Given passage
Designed to provide broad exposure to the Large Cap Value segment of the US equity market, the Vanguard Mega Cap Value ETF (MGV) is a passively managed exchange traded fund launched on 12/17/2007.
The fund is sponsored by Vanguard. It has amassed assets over $5.96 billion, making it one of the average sized ETFs attempting to match the Large Cap Value segment of the US equity market.
Why Large Cap Value
Large cap companies typically have a market capitalization above $10 billion. Considered a more stable option, large cap companies boast more predictable cash flows and are less volatile than their mid and small cap counterparts.
Value stocks have lower than average price-to-earnings and price-to-book ratios. They also have lower than average sales and earnings growth rates. Looking at their long-term performance, value stocks have outperformed growth stocks in almost all markets. They are however likely to underperform growth stocks in strong bull markets.

Exercise instructions
**A.** In the ETF passage, on what date was the Vanguard Mega Cap Value ETF launched?
**B.** List every trait the ETF passage gives for large cap companies.
**C.** Pick up the passage on the Vanguard Mega Cap Value ETF after its final sentence and continue writing it.

Material shown
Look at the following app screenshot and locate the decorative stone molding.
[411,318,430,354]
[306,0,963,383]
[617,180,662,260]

---

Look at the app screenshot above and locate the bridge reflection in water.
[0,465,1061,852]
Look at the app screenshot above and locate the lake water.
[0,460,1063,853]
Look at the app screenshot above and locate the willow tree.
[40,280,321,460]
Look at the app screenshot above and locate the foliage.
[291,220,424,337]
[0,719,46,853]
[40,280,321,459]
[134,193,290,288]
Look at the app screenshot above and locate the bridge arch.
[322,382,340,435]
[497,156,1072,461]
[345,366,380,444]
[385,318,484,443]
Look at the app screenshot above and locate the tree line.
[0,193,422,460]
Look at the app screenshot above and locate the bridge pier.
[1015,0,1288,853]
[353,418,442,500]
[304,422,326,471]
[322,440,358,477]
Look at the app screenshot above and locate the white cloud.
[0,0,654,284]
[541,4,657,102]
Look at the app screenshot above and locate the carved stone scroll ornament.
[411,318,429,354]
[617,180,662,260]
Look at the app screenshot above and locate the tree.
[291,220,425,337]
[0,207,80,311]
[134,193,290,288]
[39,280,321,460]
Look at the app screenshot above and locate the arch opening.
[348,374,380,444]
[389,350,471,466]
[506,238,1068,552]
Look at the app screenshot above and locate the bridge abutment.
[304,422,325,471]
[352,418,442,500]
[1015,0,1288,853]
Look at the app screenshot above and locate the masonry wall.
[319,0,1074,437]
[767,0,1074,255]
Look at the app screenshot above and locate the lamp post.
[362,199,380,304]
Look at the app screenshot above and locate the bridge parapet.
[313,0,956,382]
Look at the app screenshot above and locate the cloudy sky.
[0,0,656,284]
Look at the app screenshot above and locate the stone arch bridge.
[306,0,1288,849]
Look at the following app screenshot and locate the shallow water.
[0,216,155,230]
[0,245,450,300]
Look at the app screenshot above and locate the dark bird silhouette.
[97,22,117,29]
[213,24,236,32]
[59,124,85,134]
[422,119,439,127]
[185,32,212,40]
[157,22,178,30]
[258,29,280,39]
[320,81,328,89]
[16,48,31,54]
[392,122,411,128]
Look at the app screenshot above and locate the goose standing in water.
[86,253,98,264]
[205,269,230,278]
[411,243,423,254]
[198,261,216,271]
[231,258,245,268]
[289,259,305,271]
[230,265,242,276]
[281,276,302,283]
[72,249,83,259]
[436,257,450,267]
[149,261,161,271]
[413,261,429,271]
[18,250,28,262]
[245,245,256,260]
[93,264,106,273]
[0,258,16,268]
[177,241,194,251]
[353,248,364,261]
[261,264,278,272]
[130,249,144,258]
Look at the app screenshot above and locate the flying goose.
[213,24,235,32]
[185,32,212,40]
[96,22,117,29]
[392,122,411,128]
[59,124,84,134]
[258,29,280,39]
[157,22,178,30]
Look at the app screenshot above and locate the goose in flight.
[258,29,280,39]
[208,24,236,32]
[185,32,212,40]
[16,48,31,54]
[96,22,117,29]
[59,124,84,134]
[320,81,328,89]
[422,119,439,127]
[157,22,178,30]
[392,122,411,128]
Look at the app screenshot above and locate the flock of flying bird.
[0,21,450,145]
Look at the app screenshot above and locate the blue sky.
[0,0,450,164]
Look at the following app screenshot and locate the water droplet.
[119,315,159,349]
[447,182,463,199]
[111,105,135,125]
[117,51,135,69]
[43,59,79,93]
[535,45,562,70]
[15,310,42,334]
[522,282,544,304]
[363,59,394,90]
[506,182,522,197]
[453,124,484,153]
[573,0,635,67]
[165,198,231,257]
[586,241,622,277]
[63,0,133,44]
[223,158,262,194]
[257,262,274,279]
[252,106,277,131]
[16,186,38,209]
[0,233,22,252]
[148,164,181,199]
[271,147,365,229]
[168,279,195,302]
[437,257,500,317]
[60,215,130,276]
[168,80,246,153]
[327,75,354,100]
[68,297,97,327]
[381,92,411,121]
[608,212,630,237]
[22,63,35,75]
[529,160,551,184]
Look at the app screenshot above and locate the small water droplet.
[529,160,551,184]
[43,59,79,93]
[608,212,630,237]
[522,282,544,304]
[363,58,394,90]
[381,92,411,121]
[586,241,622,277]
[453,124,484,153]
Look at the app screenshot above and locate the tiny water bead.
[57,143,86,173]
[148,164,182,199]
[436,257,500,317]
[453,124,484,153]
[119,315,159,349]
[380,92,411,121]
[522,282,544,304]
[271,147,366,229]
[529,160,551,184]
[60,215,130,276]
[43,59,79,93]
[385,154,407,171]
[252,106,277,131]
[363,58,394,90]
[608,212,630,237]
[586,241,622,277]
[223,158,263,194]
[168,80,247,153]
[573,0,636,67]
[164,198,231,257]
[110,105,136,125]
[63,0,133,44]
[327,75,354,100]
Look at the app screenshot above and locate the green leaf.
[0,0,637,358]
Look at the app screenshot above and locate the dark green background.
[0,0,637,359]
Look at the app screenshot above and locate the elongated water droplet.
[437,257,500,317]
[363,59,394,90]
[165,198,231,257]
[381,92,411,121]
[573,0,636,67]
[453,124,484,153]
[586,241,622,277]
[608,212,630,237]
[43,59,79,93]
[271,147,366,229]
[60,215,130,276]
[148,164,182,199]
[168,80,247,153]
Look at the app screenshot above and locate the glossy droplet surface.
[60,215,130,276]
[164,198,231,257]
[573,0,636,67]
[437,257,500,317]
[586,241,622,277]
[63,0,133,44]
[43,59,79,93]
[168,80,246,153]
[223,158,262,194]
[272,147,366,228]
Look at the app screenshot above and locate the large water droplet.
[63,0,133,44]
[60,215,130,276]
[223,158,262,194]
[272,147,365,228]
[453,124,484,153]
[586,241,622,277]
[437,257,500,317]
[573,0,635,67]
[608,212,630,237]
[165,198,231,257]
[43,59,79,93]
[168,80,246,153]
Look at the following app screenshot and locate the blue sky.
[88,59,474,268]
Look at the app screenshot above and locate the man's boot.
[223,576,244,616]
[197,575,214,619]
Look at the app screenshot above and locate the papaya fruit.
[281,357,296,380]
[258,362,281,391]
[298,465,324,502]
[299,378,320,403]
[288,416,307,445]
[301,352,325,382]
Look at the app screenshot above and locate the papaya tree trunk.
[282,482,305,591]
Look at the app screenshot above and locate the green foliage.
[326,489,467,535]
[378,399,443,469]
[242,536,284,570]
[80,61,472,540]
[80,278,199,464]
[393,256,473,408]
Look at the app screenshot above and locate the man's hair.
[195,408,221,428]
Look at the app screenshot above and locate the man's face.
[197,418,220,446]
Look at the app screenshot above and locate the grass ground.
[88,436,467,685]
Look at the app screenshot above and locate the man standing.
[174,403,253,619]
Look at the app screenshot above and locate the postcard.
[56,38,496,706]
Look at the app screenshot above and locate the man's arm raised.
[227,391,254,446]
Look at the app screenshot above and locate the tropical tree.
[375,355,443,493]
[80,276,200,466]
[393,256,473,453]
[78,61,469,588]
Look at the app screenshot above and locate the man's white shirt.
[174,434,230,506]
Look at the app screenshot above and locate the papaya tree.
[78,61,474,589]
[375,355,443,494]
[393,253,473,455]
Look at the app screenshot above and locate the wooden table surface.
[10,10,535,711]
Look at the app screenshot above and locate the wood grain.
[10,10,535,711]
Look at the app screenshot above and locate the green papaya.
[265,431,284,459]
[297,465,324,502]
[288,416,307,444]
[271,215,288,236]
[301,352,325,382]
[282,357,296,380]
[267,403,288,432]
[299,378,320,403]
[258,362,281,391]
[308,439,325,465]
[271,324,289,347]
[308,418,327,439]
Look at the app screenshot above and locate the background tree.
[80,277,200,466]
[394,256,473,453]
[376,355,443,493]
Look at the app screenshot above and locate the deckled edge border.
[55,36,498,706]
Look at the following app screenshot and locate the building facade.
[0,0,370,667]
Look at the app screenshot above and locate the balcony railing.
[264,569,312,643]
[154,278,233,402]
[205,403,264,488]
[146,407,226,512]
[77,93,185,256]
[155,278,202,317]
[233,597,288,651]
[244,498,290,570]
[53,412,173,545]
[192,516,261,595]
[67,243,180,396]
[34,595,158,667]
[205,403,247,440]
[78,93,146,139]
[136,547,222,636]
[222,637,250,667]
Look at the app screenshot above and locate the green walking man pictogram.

Exercise answers
**A.** 12/17/2007

**B.**
- Market capitalization typically above $10 billion
- Considered a more stable option
- More predictable cash flows
- Less volatile than mid and small cap counterparts

**C.**
Expense ratios are an important factor in the return of an ETF and in the long term, cheaper funds can significantly outperform their more expensive counterparts, other things remaining the same.
Annual operating expenses for this ETF are 0.07%, making it one of the least expensive products in the space.
It has a 12-month trailing dividend yield of 2.42%.
Sector Exposure and Top Holdings
While ETFs offer diversified exposure, which minimizes single stock risk, a deep look into a fund’s holdings is a valuable exercise. And, most ETFs are very transparent products that disclose their holdings on a daily basis.
This ETF has heaviest allocation to the Healthcare sector–about 25% of the portfolio. Financials and Industrials round out the top three.
Looking at individual holdings, Unitedhealth Group Inc. (UNH) accounts for about 3.71% of total assets, followed by Johnson & Johnson (JNJ) and Berkshire Hathaway Inc. (BRK.B).
The top 10 holdings account for about 26.18% of total assets under management.
Performance and Risk
MGV seeks to match the performance of the CRSP U.S. Mega Cap Value Index before fees and expenses. The CRSP U.S. Mega Cap Value Index is a float-adjusted, market-capitalization-weighted index designed to measure equity market performance of mega-capitalization value stocks in the United States.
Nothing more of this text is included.